[EXTRACTED MATERIAL — start]

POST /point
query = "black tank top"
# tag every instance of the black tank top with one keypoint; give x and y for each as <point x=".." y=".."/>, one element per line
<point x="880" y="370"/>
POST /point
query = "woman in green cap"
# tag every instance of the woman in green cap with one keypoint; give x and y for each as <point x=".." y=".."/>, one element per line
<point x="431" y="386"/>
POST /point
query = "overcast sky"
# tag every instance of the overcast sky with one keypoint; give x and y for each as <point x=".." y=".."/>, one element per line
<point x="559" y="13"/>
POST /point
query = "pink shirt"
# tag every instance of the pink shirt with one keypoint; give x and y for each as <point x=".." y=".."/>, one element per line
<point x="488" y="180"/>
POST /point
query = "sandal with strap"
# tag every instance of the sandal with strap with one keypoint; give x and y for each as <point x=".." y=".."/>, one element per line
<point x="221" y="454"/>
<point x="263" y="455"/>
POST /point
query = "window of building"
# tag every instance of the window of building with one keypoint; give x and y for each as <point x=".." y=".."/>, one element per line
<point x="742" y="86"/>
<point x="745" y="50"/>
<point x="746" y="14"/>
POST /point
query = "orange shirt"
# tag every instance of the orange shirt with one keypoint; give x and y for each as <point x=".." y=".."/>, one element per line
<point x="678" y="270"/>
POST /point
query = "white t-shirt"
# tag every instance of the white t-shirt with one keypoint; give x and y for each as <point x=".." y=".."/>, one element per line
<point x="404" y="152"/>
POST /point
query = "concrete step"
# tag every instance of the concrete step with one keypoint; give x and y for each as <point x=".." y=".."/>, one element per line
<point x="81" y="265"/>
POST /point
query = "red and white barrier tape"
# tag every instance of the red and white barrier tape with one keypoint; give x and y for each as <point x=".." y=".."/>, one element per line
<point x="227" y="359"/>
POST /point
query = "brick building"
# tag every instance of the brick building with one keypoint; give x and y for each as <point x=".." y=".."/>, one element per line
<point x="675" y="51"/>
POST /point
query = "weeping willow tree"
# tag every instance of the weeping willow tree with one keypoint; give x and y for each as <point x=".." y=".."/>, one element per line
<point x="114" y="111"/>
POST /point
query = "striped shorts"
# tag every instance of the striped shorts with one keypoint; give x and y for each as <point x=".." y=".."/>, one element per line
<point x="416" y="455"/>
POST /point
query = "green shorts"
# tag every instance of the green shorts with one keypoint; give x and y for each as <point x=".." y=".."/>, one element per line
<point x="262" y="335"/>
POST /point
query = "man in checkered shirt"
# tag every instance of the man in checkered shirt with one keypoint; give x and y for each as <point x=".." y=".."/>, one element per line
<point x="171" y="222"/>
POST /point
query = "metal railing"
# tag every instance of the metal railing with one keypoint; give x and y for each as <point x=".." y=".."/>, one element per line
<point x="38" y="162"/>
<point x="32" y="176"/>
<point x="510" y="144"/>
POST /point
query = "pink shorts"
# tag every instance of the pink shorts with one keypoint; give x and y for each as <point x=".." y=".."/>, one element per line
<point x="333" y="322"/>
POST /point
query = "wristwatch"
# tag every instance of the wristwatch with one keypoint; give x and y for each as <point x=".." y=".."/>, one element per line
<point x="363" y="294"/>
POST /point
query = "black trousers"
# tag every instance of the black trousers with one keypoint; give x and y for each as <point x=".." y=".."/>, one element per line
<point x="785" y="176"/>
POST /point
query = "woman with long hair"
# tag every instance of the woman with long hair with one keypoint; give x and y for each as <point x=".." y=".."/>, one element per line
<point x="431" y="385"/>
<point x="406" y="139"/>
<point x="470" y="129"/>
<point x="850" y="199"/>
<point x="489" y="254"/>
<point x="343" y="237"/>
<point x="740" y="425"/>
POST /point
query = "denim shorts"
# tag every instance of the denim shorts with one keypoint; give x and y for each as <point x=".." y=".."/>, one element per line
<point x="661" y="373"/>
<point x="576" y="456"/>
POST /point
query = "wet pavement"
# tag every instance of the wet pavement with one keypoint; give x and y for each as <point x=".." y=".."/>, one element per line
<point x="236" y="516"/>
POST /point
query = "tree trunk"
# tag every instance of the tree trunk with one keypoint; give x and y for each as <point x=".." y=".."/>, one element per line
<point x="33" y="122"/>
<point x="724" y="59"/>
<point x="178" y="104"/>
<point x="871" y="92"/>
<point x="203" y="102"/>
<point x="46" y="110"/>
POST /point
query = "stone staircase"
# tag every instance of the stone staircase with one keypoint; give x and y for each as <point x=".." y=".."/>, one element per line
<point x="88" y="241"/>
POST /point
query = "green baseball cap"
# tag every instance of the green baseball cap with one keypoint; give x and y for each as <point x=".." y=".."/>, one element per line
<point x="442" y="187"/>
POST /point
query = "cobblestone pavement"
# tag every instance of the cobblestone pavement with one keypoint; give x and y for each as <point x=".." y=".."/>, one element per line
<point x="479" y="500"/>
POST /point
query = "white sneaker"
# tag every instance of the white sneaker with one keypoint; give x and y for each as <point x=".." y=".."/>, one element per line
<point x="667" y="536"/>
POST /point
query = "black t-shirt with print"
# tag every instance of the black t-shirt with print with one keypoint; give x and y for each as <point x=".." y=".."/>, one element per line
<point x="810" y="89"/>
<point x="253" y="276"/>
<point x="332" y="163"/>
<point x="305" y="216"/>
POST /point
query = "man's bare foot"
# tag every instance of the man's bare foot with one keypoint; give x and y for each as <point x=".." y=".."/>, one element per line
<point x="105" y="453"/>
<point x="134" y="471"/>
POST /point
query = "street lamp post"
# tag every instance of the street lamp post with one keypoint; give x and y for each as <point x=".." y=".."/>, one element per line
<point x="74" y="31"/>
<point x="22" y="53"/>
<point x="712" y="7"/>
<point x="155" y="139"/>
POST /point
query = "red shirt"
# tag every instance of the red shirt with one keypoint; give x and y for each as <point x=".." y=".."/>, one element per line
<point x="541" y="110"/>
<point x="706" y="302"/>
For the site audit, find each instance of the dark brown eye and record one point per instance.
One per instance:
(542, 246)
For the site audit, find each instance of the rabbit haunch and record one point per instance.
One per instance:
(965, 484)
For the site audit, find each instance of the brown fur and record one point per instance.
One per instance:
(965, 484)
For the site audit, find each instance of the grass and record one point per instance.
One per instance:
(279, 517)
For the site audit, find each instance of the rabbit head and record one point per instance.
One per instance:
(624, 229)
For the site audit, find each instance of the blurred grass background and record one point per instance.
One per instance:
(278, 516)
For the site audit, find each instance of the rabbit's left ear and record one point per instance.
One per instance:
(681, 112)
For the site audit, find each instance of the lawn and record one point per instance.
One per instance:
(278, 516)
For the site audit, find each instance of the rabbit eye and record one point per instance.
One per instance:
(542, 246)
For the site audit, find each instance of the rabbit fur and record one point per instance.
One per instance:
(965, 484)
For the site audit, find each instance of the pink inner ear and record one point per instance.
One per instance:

[EXTRACTED MATERIAL — finish]

WHAT IS REQUIRED
Exactly reproduce all of the entries above.

SOLUTION TO THIS EXERCISE
POST /point
query = "black tank top"
# tag every instance of the black tank top with one keypoint; give x and y for each as <point x=".." y=".."/>, one element per line
<point x="880" y="370"/>
POST /point
query = "woman in green cap"
# tag every instance of the woman in green cap with one keypoint; give x and y for each as <point x=".." y=".."/>, one element per line
<point x="431" y="386"/>
POST /point
query = "overcast sky"
# tag every instance of the overcast sky with one keypoint; give x and y for each as <point x=".." y=".."/>, one element per line
<point x="559" y="13"/>
POST /point
query = "pink shirt"
# tag every instance of the pink shirt with one keypoint; give x and y for each as <point x=".." y=".."/>, one element per line
<point x="488" y="180"/>
POST /point
query = "sandal with strap"
# tag every instance of the sandal with strap with one keypoint; give x and y for each as <point x=".." y=".."/>, one element per line
<point x="221" y="454"/>
<point x="263" y="455"/>
POST /point
query = "window of building"
# tag every instance of the window of building with one keypoint; give x and y for each as <point x=".." y=".."/>, one element per line
<point x="742" y="86"/>
<point x="745" y="50"/>
<point x="746" y="14"/>
POST /point
query = "orange shirt"
# tag every instance of the orange shirt with one keypoint; give x and y for each as <point x=".." y=".."/>, one element per line
<point x="678" y="270"/>
POST /point
query = "white t-shirt"
# tag every instance of the white t-shirt with one keypoint; give x and y for each as <point x=".." y=".."/>, one element per line
<point x="404" y="152"/>
POST /point
query = "concrete step"
# tag every instance of the concrete step with one keypoint; give x and y for each as <point x=".." y=".."/>, one element per line
<point x="81" y="265"/>
POST /point
query = "red and white barrier tape"
# tag every instance of the red and white barrier tape with one keypoint; give x and y for each as <point x=".." y=".."/>, one element per line
<point x="227" y="359"/>
POST /point
query = "brick building"
# tag every instance of the brick building with one keypoint; give x and y for each as <point x=".." y=".."/>, one element per line
<point x="675" y="51"/>
POST /point
query = "weeping willow tree"
# tag every instance of the weeping willow tree with one keypoint; give x and y for each as <point x=".." y=".."/>, one element per line
<point x="114" y="111"/>
POST /point
query = "striped shorts"
# tag every instance of the striped shorts with one keypoint; give x and y for each as <point x=".." y=".."/>, one element per line
<point x="416" y="455"/>
POST /point
query = "green shorts"
# tag every instance of the green shorts with one keypoint; give x and y for each as <point x=".." y=".."/>, one element per line
<point x="262" y="335"/>
POST /point
query = "man in checkered shirt"
# tag every instance of the man in checkered shirt with one keypoint; give x and y for each as <point x=".." y=".."/>, one element per line
<point x="171" y="222"/>
POST /point
query = "metal railing"
# tag every instance of the metal railing with one keypoint; give x and y for each as <point x=".." y=".."/>, one element per line
<point x="38" y="162"/>
<point x="32" y="176"/>
<point x="510" y="144"/>
POST /point
query = "pink shorts"
# tag every instance of the pink shorts with one keypoint; give x and y for each as <point x=".." y=".."/>, one element per line
<point x="333" y="322"/>
POST /point
query = "wristwatch"
# tag every instance of the wristwatch with one keypoint; give x and y for each as <point x=".." y=".."/>, one element per line
<point x="363" y="294"/>
POST /point
query = "black trousers"
# tag every instance of the black trousers with one keypoint; give x and y for each as <point x=".." y=".."/>, one element per line
<point x="785" y="176"/>
POST /point
query = "woman with long hair"
# tag every instance of the woman with long hair with one keypoint; give x and y for each as <point x=".." y=".."/>, one element per line
<point x="431" y="385"/>
<point x="406" y="139"/>
<point x="470" y="129"/>
<point x="850" y="199"/>
<point x="489" y="254"/>
<point x="343" y="237"/>
<point x="740" y="425"/>
POST /point
query = "denim shorts"
# tag every instance of the denim shorts with one keypoint; give x and y for each as <point x=".." y=".."/>, one element per line
<point x="661" y="373"/>
<point x="576" y="456"/>
POST /point
query = "wet pavement"
# tag every instance of the wet pavement with one keypoint; give x and y for each as <point x=".." y=".."/>, one element per line
<point x="236" y="516"/>
POST /point
query = "tree trunk"
# tag every instance of the tree trunk with one keypoint; give x and y for each as <point x=".." y=".."/>, one element per line
<point x="33" y="122"/>
<point x="724" y="59"/>
<point x="178" y="104"/>
<point x="871" y="92"/>
<point x="203" y="102"/>
<point x="46" y="110"/>
POST /point
query = "stone staircase"
# tag every instance of the stone staircase with one keypoint; give x and y for each as <point x=".." y=".."/>, one element per line
<point x="88" y="241"/>
POST /point
query = "green baseball cap"
# tag every instance of the green baseball cap with one keypoint; give x and y for each as <point x=".." y=".."/>, one element per line
<point x="442" y="187"/>
POST /point
query = "cobblestone pavement"
# tag every instance of the cobblestone pavement with one keypoint; give x and y for each as <point x=".." y=".."/>, one element per line
<point x="479" y="500"/>
POST /point
query = "white sneaker"
# tag every instance of the white sneaker with one keypoint; give x and y for each as <point x=".." y=".."/>, one element per line
<point x="667" y="536"/>
POST /point
query = "black t-shirt with print"
# tag every instance of the black t-shirt with print with one keypoint; give x and y for each as <point x=".." y=".."/>, one element per line
<point x="810" y="89"/>
<point x="253" y="276"/>
<point x="332" y="163"/>
<point x="305" y="216"/>
POST /point
query = "man's bare foot"
# tag every instance of the man's bare foot with one keypoint; give x and y for each as <point x=".." y=".."/>, one element per line
<point x="105" y="453"/>
<point x="134" y="471"/>
POST /point
query = "street lamp post"
# tag every instance of the street lamp post with one keypoint; give x and y for each as <point x=".." y=".."/>, one element per line
<point x="74" y="31"/>
<point x="22" y="53"/>
<point x="712" y="7"/>
<point x="155" y="139"/>
POST /point
query = "red shirt"
# tag every instance of the red shirt with one keypoint; give x and y for each as <point x=".." y=".."/>, one element per line
<point x="541" y="110"/>
<point x="706" y="302"/>
For the site audit, find each instance of the dark brown eye and record one point per instance.
One per instance:
(542, 246)
For the site audit, find each instance of the rabbit haunch and record one point per instance.
One per instance:
(965, 484)
For the site audit, find each instance of the brown fur and record one point per instance.
One per instance:
(965, 484)
For the site audit, find each instance of the grass and record one point per instance.
One per instance:
(279, 517)
For the site audit, find each instance of the rabbit head and record one point per instance.
One per instance:
(624, 229)
For the site audit, find each instance of the blurred grass background and record one point per instance.
One per instance:
(278, 516)
For the site audit, find each instance of the rabbit's left ear and record one point per instance.
One per instance:
(681, 112)
For the site audit, find each instance of the lawn and record one point per instance.
One per instance:
(278, 516)
For the site audit, find each instance of the rabbit eye and record one point per instance.
One per instance:
(542, 246)
For the site audit, find each instance of the rabbit fur and record one point per instance.
One per instance:
(965, 484)
For the site audit, find each instance of the pink inner ear and record one point per instance.
One per instance:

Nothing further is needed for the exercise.